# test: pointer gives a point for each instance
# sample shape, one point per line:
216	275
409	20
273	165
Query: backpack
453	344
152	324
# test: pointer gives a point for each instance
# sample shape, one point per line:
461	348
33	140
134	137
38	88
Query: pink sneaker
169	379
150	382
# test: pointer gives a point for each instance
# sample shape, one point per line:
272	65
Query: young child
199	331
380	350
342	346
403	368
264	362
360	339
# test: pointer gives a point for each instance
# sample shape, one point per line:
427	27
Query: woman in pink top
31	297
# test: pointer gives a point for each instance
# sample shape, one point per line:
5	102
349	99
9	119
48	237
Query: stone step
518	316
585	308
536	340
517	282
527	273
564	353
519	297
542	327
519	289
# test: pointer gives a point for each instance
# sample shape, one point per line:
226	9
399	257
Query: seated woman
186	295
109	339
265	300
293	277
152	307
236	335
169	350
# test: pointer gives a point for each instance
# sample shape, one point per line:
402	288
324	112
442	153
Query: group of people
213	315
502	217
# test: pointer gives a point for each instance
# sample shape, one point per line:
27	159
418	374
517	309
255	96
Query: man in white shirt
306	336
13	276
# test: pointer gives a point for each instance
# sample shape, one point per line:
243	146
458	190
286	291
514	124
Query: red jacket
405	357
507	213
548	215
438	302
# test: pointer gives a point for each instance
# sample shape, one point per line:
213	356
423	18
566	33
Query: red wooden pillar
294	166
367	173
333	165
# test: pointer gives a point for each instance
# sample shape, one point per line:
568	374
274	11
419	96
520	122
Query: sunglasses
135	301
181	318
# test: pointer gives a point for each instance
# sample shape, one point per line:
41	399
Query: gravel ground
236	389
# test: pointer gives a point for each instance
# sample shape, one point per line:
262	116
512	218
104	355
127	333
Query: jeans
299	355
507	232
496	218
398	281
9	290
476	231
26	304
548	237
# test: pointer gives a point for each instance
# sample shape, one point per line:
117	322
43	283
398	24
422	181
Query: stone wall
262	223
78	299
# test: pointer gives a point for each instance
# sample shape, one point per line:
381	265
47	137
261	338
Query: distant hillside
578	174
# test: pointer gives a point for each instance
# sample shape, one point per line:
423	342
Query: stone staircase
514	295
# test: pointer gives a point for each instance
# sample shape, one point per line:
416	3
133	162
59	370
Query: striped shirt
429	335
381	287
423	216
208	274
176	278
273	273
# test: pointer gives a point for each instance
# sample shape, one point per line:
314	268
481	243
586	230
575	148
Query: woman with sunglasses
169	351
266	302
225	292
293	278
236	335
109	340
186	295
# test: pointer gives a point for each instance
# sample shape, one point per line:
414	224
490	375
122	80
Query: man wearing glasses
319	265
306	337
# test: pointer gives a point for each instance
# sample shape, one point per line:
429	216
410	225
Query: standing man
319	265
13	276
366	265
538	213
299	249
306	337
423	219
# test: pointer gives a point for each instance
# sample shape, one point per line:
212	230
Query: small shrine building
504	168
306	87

...

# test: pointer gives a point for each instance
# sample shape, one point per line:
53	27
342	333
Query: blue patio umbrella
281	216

> [Exercise description] Identify every line above that contains the string "woman" and copy each of those lines in full. Case counts.

> [Full solution]
Query: woman in pink top
Query: seated woman
Query: woman with sunglasses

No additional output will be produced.